RECORDS PROVIDED Start Marker

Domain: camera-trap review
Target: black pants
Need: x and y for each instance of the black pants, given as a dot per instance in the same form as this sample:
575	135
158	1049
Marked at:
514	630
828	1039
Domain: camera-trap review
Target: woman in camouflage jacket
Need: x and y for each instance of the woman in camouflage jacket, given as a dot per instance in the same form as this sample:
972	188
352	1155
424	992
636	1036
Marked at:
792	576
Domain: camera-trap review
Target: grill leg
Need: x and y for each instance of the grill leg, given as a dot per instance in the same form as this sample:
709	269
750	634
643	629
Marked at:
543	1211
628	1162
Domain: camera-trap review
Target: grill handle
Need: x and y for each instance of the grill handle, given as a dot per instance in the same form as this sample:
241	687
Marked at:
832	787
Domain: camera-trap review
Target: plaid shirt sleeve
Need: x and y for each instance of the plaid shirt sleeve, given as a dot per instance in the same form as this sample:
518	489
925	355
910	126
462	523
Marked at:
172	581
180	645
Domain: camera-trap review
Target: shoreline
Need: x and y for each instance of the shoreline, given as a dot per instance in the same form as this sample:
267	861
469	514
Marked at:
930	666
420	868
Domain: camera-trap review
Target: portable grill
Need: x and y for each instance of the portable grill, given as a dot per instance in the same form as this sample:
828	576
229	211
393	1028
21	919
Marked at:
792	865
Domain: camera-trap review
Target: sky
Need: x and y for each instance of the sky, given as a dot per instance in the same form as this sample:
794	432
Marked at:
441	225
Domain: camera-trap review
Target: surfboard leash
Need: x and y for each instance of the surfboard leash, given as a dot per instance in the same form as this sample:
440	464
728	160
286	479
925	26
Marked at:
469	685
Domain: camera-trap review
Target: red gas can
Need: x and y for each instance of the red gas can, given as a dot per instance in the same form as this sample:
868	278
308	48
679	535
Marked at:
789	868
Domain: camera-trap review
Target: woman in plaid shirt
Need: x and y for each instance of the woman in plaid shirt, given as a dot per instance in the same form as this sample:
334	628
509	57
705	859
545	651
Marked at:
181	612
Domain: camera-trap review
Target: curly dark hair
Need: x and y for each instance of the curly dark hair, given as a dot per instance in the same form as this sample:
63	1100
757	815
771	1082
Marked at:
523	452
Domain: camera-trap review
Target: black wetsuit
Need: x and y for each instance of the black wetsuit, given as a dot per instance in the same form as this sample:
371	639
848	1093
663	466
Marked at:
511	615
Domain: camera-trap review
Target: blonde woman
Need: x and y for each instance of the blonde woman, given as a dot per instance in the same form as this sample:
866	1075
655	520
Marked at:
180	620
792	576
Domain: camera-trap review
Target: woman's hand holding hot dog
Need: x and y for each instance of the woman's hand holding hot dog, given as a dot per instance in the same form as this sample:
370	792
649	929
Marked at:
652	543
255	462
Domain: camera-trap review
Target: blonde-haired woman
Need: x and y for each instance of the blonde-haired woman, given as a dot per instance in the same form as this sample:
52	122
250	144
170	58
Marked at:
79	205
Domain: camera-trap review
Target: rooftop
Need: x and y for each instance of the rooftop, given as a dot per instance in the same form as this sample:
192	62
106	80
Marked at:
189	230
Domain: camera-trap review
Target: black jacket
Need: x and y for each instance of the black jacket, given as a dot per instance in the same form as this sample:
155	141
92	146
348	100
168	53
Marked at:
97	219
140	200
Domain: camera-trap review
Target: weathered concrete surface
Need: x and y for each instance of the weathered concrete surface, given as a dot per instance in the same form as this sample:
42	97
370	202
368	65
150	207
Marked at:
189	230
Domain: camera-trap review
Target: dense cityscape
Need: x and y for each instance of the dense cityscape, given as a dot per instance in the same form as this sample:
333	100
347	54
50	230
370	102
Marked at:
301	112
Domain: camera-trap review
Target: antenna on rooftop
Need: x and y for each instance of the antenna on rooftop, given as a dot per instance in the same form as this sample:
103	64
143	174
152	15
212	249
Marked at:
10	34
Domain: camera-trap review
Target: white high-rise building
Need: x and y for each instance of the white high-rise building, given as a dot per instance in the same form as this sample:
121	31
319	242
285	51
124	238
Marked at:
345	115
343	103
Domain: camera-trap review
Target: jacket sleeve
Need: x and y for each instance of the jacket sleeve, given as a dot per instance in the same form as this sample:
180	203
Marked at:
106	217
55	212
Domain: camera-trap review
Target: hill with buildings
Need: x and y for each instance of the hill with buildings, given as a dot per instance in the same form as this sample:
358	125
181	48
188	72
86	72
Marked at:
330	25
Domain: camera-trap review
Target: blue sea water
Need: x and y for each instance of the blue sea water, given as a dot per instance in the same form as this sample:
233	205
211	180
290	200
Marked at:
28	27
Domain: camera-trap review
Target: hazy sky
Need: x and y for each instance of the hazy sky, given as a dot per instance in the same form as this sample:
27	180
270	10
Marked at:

RECORDS PROVIDED End Marker

◆ YOUR GOAL:
Retype the records above exactly, from their first line through the line that contains "Target: woman in camouflage jacket", and stop there.

◆ ANSWER SECTION:
Domain: camera-trap review
Target: black pants
Need: x and y for each instance of the black pants, given as a dot per instance in the same form as this sample:
575	135
158	1049
Marked at:
514	630
828	1039
Domain: camera-trap review
Target: woman in camouflage jacket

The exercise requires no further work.